SOURCE PASSAGE below:
From De Re Militari by Flavius Vegetius Renatus – (This book is thought to have been written between 375 and 392, which is a realllly long time ago.)
“The first thing the soldiers are to be taught is the military step, which can only be acquired by constant practice of marching quick and together. Nor is anything of more consequence either on the march or in the line than that they should keep their ranks with the greatest exactness. For troops who march in an irregular and disorderly manner are always in great danger of being defeated. They should march with the common military step twenty miles in five summer hours, and with the full step, which is quicker, twenty-four miles in the same number of hours. If they exceed this pace, they no longer march but run, and no certain rate can be assigned.”
As a biomechanist, it seems I am cursed to enjoy my life from the perspective of a gait laboratory.
I had a great time at our town’s Fair Parade this weekend, watching the floats, listening to the music, and analyzing the gait of the marching bands. (Doesn’t everyone do that??) And it just happens that I am in book-writing mode, in the chapters of “history of gait patterns”, of which MARCHING plays quite a role.
Now most of us have been walking for years, but what you may not know is how your walking pattern came to be. Like all animals, we learn the bulk of “how to be” through observation. Your walking or gait pattern is based on how others walked around you when you were growing up. If you spent time in ballet class, Cotillion, or the military, then you furthered your development by adding additional information through mimicry or direct instruction.
It is widely known to most physicists that most people are not walking anymore, but are instead falling in a controlled manner. What is the difference between falling and walking? Well, the only way to move forward on this planet is by pushing backward. Imagine swimming, or paddling a boat. Think of the tires on your car or the thrust from the engines of the space shuttle. The motion is always in the direction opposite to the desired movement. So, actual WALKING requires you to push your leg behind you…kind of like ice skating. If you’re not pushing behind you, then you’re simply lifting your leg out in front of you and then leaning forward slightly to generate momentum to help you fall forward.
End of SOURCE PASSAGE.
SUPPLIED MATERIAL below:
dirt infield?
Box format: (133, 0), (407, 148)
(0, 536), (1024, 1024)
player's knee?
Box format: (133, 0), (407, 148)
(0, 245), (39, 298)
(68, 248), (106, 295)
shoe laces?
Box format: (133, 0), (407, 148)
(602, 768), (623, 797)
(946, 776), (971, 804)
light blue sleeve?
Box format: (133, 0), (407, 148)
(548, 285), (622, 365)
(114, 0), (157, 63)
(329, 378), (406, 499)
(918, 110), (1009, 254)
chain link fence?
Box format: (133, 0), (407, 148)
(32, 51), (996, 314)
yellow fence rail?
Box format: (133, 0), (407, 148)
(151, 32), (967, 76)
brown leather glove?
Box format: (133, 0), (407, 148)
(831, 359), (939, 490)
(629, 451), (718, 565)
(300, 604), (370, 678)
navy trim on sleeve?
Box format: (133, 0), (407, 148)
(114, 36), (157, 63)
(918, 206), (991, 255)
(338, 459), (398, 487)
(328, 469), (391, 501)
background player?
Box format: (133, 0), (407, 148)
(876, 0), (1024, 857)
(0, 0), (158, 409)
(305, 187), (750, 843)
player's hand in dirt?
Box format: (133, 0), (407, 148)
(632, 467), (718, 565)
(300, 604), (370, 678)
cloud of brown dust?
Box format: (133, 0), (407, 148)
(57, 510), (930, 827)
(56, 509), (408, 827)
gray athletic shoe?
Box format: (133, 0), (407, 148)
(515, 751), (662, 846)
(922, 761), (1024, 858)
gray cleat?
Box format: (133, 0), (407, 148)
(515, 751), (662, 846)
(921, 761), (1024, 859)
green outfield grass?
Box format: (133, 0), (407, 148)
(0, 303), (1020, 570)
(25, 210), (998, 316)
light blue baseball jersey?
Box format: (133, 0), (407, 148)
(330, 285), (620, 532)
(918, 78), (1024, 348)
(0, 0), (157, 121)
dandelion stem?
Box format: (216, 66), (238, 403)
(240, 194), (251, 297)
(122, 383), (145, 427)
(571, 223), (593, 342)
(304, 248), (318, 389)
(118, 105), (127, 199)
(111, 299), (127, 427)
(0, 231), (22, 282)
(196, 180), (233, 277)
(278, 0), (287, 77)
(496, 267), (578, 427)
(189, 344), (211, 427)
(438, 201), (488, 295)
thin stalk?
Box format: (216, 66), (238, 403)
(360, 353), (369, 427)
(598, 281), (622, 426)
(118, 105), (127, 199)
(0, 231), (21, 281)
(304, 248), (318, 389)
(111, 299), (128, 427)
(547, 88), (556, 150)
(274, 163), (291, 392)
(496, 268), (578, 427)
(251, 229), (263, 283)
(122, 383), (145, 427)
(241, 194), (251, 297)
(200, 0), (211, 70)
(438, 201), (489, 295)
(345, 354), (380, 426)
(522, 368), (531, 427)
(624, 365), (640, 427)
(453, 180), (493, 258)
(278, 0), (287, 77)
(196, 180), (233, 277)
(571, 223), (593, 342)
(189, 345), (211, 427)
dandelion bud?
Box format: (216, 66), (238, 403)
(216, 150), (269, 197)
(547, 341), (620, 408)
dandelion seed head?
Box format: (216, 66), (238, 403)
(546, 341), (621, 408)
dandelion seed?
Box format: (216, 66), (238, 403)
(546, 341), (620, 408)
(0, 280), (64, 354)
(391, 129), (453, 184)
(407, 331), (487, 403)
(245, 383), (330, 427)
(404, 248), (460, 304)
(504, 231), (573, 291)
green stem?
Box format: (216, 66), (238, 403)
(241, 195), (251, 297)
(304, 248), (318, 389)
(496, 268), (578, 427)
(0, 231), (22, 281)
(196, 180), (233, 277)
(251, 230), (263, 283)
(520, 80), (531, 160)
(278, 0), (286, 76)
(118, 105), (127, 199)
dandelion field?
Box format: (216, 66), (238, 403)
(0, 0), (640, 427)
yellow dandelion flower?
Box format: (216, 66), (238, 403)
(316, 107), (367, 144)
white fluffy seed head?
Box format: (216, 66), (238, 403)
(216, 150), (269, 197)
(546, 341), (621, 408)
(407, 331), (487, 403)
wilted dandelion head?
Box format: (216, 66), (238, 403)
End of SUPPLIED MATERIAL.
- [TASK REQUIREMENTS]
1 – According to the passage on marching and gait, how many miles should soldiers cover at the full step in five summer hours?
2 – Carry on the passage on marching and gait, starting right after its last sentence.

- [ANSWERS IN ORDER]
1 – Twenty-four miles.

2 –
Body parts that have to dampen the force when you fall forward=Knees, Hips, and Spine
My brothers, father, and grandfather were all in the military throughout the world. How about yours? Because gait patterns are learned primarily through visual input, our culture’s rich military history has had an impact on the way we move as a nation, and, the way we are ailing as a nation. Especially when it comes to ailments of the joints, bones, and musculoskeletal system. These are injuries we are creating ourselves due to the fact that we have never been instructed how to move in a way that is controlled, metabolism-enhancing, and joint conserving. Biologically we are designed to walk from the hips, generating a “push-off” from the large muscles of the hamstrings. Our Western gait pattern, however, has evolved to match one closer to marching, i.e. lifting the leg out in front from the hip, which makes us walk “from the knees down” – over using the knees and underusing the hip joints. This is a similar gait pattern you get from walking on a treadmill – a big no-no if you want to walk with an efficient, non-joint damaging gait pattern. Because the treadmill belt is moving backward, you have no choice but to lift your leg out in front of you and lean forward (it’s very small, and sometimes easy to miss, but check out the torso angle on the people walking and jogging in your neighboorhood or gym and see how they lean forward.)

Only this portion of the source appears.